## Problem statement:
In one to three sentences, explain why the Viagra patent article says hard times lie ahead for Pfizer.

## Reading passage:
Pfizer praises rhythm method as it loses Viagra patent protection

By on June 5, 2013

The pharmaceutical company faces stiff competition from rivals when it loses patent protection on the drug later this month.

Hard times ahead for drugs company Pfizer, which will lose its patent protection on erectile dysfunction pill Viagra this month – prompting dozens of its rivals to draw up plans for their own cut-price versions.

Apparently use of Viagra is on the up, with 2.3 million men in the UK prescribed the little blue pill last year, up from 1.8m five years ago.

At the moment, a single pill costs £10 – meaning men who are prescribed it on the NHS are limited to just one pill a week. Once the competition is introduced, the price will drop to just 85p, which will ‘torpedo’ the black market – or so Wallace Dinsmore, one of the drug’s creators, told The Times.

‘If you can buy it for a pound or two a pill, why would you go to some dodgy internet site?’ he asked. Why indeed? But while our spam boxes may all be a little lighter for it, exclusivity on the drug will be a sore loss to Pfizer – Viagra was its sixth best-selling drug last year, netting it £1.35bn, up 4% on 2011.

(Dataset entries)
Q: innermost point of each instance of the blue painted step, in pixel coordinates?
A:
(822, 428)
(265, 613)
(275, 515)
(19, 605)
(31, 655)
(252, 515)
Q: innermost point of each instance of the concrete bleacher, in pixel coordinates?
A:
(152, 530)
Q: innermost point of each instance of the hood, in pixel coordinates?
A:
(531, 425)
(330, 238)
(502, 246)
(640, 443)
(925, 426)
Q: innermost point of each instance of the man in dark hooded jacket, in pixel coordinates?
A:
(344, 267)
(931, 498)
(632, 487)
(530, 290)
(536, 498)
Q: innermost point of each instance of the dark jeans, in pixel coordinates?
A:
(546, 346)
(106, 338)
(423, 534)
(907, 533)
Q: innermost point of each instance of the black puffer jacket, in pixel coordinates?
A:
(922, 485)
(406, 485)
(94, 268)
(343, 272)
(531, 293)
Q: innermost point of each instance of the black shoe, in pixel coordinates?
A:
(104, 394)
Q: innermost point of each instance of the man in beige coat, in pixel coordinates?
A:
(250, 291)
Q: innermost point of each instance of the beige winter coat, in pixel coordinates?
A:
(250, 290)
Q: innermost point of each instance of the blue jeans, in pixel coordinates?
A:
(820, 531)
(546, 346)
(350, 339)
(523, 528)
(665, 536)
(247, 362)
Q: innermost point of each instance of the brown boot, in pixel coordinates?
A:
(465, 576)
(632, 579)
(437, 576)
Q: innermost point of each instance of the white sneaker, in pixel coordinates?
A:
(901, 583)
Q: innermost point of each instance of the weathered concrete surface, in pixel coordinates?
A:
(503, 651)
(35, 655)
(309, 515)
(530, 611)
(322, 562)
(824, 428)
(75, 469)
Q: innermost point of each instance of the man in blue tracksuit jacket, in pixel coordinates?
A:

## Result of the exercise:
Pfizer is losing its patent protection on Viagra this month, so dozens of rivals are planning their own cut-price versions. Losing exclusivity is a sore loss because Viagra was Pfizer's sixth best-selling drug last year, netting it £1.35bn.